## TASK SET:
[a] Can you transcribe the Sylvia Poggioli biography, beginning at the words "Throughout her career" and stopping after "for foreign reporting."?
[b] Would you pick up the Sylvia Poggioli biography after its last sentence and carry it forward?

— begin EXTRACTED TEXT —

Sylvia Poggioli

Sylvia Poggioli is senior European correspondent for NPR's foreign desk covering political, economic, and cultural news in Italy, the Vatican, Western Europe and the Balkans. Poggioli's on-air reporting and analysis have encompassed the fall of communism in Eastern Europe, the turbulent civil war in the former Yugoslavia and how immigration has transformed European societies.

Since joining NPR's foreign desk in 1982, Poggioli has traveled extensively for reporting assignments. Most recently, she travelled to Norway to cover the aftermath of the brutal attacks by an ultra-rightwing extremist; to Greece, Spain, and Portugal for the latest on the euro-zone crisis; and the Balkans where the last wanted war criminals have been arrested.

In addition, Poggioli has traveled to France, Germany, United Kingdom, The Netherlands, Belgium, Austria, Sweden, and Denmark to produce in-depth reports on immigration, racism, Islam, and the rise of the right in Europe.

Throughout her career Poggioli has been recognized for her work with distinctions including: the WBUR Foreign Correspondent Award, the Welles Hangen Award for Distinguished Journalism, a George Foster Peabody and National Women's Political Caucus/Radcliffe College Exceptional Merit Media Awards, the Edward Weintal Journalism Prize, and the Silver Angel Excellence in the Media Award. Poggioli was part of the NPR team that won the 2000 Overseas Press Club Award for coverage of the war in Kosovo. In 2009, she received the Maria Grazia Cutulli Award for foreign reporting.

— end EXTRACTED TEXT —
— begin SUPPLIED INFORMATION —

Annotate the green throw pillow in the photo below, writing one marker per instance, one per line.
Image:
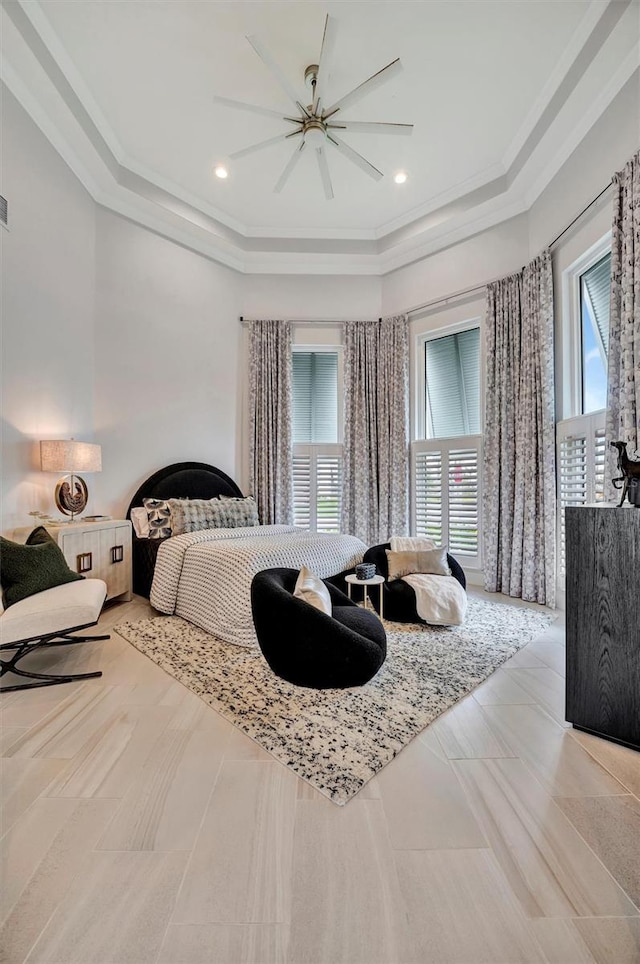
(34, 567)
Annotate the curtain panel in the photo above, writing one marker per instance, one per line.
(519, 482)
(376, 416)
(270, 475)
(623, 388)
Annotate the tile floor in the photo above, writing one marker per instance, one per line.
(139, 826)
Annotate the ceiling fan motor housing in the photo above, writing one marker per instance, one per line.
(315, 132)
(311, 75)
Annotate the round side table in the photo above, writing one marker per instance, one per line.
(352, 580)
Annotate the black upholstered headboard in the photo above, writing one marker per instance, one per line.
(185, 480)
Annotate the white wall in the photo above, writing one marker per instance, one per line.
(167, 371)
(315, 297)
(491, 254)
(607, 147)
(47, 312)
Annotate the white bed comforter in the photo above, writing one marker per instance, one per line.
(205, 576)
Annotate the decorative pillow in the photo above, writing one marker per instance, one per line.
(140, 522)
(225, 513)
(191, 515)
(433, 561)
(159, 516)
(240, 511)
(32, 568)
(312, 590)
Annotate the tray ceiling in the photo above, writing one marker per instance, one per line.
(498, 93)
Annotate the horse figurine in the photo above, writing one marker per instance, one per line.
(630, 469)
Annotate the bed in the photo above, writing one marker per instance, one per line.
(205, 576)
(182, 480)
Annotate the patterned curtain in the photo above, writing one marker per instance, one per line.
(519, 443)
(270, 476)
(623, 391)
(376, 393)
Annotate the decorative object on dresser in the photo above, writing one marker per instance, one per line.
(338, 739)
(100, 550)
(181, 480)
(603, 621)
(630, 478)
(67, 455)
(365, 570)
(309, 647)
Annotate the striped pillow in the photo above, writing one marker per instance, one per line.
(192, 515)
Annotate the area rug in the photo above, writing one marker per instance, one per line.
(338, 739)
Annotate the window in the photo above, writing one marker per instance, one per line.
(446, 464)
(595, 288)
(452, 383)
(580, 435)
(317, 452)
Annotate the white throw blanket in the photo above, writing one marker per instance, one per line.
(440, 600)
(205, 576)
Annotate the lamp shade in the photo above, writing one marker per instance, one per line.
(67, 455)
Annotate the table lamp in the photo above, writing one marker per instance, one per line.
(67, 455)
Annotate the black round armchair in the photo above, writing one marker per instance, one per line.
(304, 645)
(399, 597)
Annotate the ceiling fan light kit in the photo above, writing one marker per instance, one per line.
(319, 128)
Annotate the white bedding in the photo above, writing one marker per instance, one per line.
(205, 576)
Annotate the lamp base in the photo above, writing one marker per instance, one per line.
(71, 495)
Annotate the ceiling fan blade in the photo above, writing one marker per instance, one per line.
(324, 173)
(258, 147)
(268, 60)
(326, 56)
(291, 163)
(373, 127)
(356, 158)
(254, 109)
(366, 87)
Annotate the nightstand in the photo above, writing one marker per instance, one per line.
(352, 580)
(97, 550)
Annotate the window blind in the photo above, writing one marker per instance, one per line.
(597, 284)
(452, 378)
(315, 397)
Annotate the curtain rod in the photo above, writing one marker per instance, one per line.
(584, 211)
(457, 294)
(310, 321)
(467, 291)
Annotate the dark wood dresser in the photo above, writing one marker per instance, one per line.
(603, 621)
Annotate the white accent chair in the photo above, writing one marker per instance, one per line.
(46, 619)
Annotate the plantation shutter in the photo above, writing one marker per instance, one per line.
(428, 495)
(463, 501)
(446, 479)
(317, 456)
(328, 492)
(581, 449)
(302, 491)
(597, 282)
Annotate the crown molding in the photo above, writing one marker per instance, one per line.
(58, 101)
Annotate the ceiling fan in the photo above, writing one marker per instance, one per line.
(316, 127)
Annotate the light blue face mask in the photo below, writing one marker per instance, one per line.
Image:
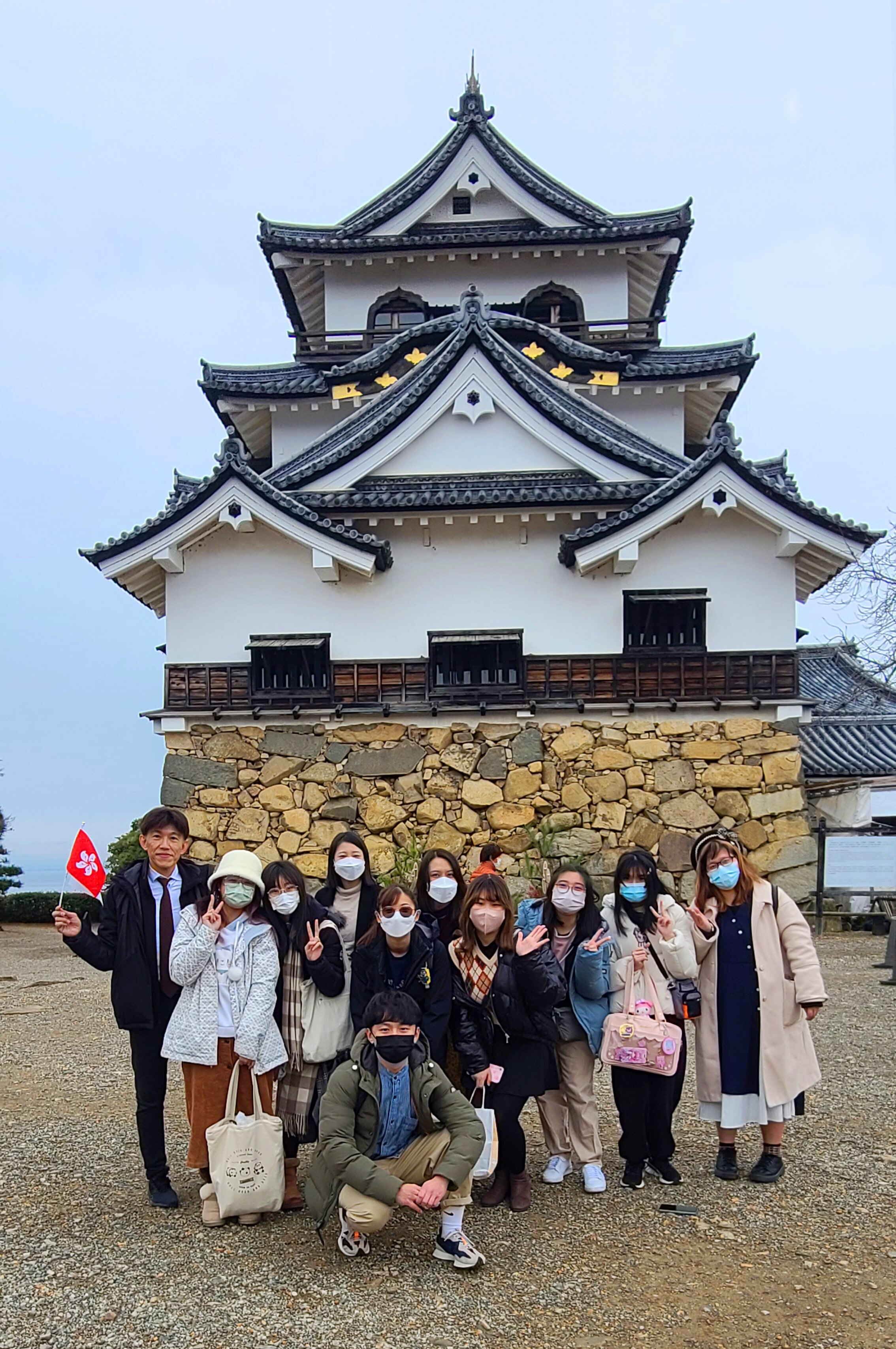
(727, 876)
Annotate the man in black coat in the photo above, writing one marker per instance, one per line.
(141, 911)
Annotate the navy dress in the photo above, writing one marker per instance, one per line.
(738, 999)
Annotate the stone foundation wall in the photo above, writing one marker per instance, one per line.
(600, 786)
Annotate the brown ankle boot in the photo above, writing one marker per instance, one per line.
(498, 1192)
(521, 1192)
(292, 1197)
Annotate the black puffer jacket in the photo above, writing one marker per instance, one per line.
(427, 980)
(525, 992)
(329, 972)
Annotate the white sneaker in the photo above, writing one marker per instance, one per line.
(352, 1243)
(557, 1170)
(593, 1178)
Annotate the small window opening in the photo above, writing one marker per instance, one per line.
(665, 621)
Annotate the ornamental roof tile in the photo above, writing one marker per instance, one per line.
(476, 490)
(189, 493)
(770, 477)
(587, 423)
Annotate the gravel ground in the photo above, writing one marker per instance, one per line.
(84, 1260)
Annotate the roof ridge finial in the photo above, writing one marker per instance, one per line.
(472, 80)
(472, 103)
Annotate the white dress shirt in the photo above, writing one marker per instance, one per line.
(174, 891)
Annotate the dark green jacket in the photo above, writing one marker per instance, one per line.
(351, 1126)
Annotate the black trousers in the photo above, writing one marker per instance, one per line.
(511, 1140)
(150, 1081)
(646, 1104)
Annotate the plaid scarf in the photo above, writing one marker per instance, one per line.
(296, 1089)
(478, 969)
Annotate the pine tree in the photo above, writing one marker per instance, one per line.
(9, 871)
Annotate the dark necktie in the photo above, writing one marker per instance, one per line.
(166, 933)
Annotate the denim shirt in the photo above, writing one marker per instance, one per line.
(398, 1121)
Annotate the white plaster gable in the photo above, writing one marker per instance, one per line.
(143, 568)
(515, 436)
(719, 494)
(473, 157)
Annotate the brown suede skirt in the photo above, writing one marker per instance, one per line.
(207, 1093)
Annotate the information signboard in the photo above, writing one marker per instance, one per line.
(860, 862)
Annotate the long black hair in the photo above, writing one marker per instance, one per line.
(332, 875)
(588, 921)
(636, 865)
(425, 902)
(290, 931)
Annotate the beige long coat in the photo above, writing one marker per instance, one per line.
(789, 976)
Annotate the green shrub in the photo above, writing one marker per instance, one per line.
(38, 906)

— end SUPPLIED INFORMATION —

## RESPONSES BY TASK:
[a]
Throughout her career Poggioli has been recognized for her work with distinctions including: the WBUR Foreign Correspondent Award, the Welles Hangen Award for Distinguished Journalism, a George Foster Peabody and National Women's Political Caucus/Radcliffe College Exceptional Merit Media Awards, the Edward Weintal Journalism Prize, and the Silver Angel Excellence in the Media Award. Poggioli was part of the NPR team that won the 2000 Overseas Press Club Award for coverage of the war in Kosovo. In 2009, she received the Maria Grazia Cutulli Award for foreign reporting.

[b]
In 2000, Poggioli received an honorary Doctor of Humane Letters from Brandeis University. In 2006, she received an honorary degree from the University of Massachusetts at Boston together with Barack Obama.

Prior to this honor, Poggioli was elected a Fellow of the American Academy of Arts and Sciences "for her distinctive, cultivated and authoritative reports on 'ethnic cleansing' in Bosnia." In 1990, Poggioli spent an academic year at Harvard University as a research fellow at Harvard University's Center for Press, Politics, and Public Policy at the Kennedy School of Government.

From 1971 to 1986, Poggioli served as an editor on the English-language desk for the Ansa News Agency in Italy. She worked at the Festival of Two Worlds in Spoleto, Italy. She was actively involved with women's film and theater groups.

The daughter of Italian anti-fascists who were forced to flee Italy under Mussolini, Poggioli was born in Providence, Rhode Island, and grew up in Cambridge, Massachusetts. She graduated from Harvard College with a Bachelor's degree in Romance languages and literature. She later studied in Italy under a Fulbright Scholarship.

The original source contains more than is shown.